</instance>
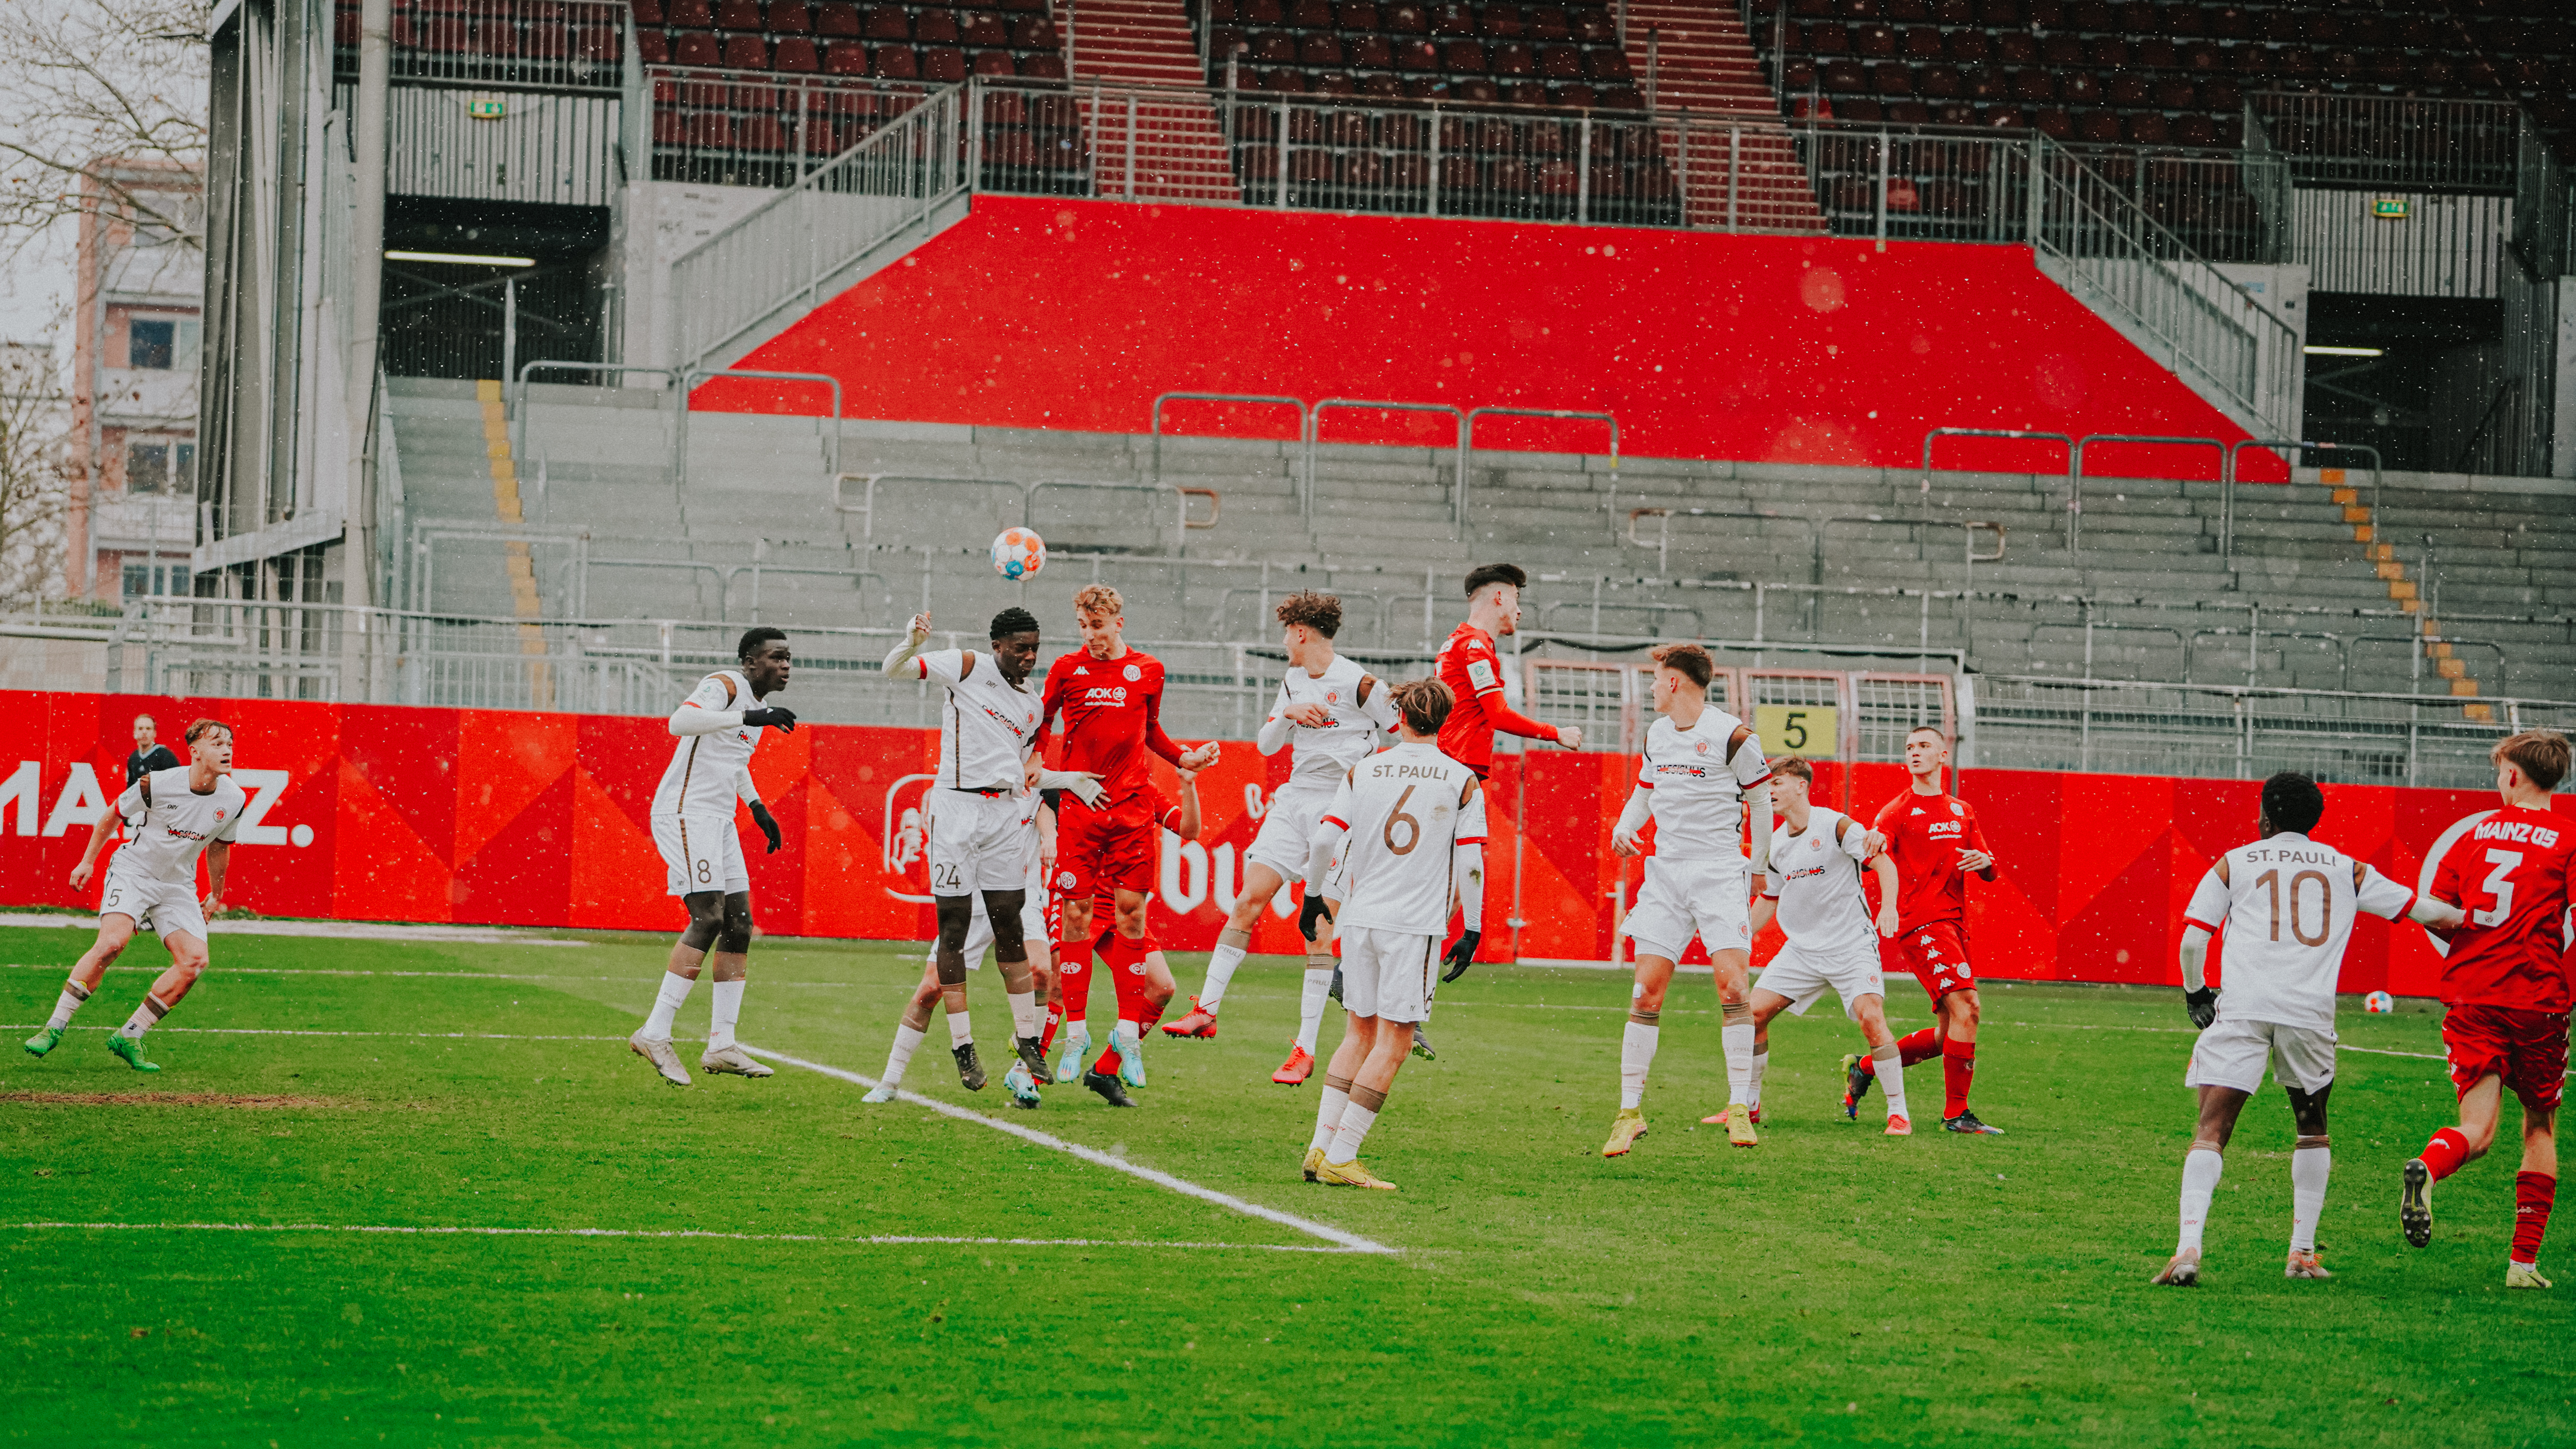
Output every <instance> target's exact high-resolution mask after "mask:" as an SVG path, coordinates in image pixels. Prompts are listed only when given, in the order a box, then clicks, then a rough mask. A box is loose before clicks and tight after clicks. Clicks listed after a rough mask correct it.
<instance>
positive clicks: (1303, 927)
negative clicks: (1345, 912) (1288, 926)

****

_What you will do_
The answer must be every line of the entries that includes the word "instance".

_Expected answer_
</instance>
Output every <instance> target's exact high-resolution mask after "mask:" as an SVG path, coordinates in image pixels. Prompts are listed only when given, in the order a box, then clicks, then a rough mask. A box is loose before clicks and tight after clicks. Clicks listed after a rough mask correct it.
<instance>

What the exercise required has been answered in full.